▶ **The request**
Copy every line of the records from the start through the line with "[(9, 128), (22, 160), (63, 147)]", and add -65 to each x and y coordinate in the bracketed point lists. Leave all other lines unchanged.

▶ **Stored data entries**
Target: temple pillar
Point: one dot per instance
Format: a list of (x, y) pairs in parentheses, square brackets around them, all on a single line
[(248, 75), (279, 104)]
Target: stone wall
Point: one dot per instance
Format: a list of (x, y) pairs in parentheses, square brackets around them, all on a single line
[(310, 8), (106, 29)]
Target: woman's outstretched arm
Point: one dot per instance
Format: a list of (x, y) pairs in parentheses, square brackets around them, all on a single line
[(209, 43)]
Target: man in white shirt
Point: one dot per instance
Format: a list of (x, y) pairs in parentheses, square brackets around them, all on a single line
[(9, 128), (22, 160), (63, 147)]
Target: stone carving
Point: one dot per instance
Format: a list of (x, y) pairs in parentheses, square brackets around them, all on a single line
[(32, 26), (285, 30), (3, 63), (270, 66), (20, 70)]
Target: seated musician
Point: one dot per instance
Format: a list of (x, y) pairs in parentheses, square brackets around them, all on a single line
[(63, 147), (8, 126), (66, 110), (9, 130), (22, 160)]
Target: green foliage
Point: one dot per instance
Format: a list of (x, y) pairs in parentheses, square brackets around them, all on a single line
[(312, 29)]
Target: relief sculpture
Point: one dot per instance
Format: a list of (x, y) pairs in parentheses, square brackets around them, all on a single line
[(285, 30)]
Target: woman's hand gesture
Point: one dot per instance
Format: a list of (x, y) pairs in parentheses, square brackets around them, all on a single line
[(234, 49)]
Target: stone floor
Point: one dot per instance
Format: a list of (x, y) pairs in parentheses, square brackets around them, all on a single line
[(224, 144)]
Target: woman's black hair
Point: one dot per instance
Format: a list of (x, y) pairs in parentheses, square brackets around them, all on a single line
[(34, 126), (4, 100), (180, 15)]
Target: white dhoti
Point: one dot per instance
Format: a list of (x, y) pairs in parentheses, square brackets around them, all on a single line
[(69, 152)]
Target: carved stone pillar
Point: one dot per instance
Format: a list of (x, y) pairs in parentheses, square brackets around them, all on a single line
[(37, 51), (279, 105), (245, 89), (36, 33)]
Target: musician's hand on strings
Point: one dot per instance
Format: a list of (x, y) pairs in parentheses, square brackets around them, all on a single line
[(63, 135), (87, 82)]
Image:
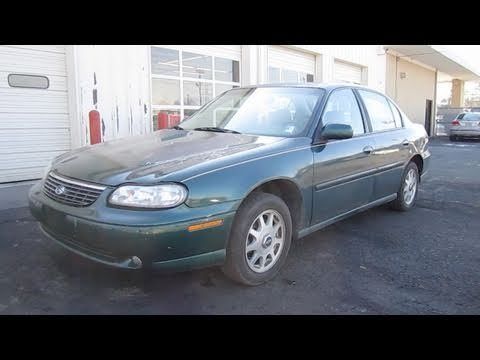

▶ **Complete answer**
Target: temple pillar
Point: one dot per instance
Format: a list of (x, y) pairs in parentheses, square brackets around them, all on a single line
[(183, 10), (214, 39)]
Target: stone wall
Point: one dot per instance
Format: a list of (x, y) pairs in parentheses, square brackets around them, all on a single line
[(245, -57), (41, -36)]
Target: woman's outstretched arm
Point: one dot per instance
Format: a list of (x, y) pairs in parentheses, square brackets around them, all on a single line
[(144, -22)]
Target: man in white shirt
Point: one dot per instance
Format: a list of (x, y) pairs in parentheses, square brackets around them, all on a single line
[(-56, 63), (-43, 95), (-2, 82)]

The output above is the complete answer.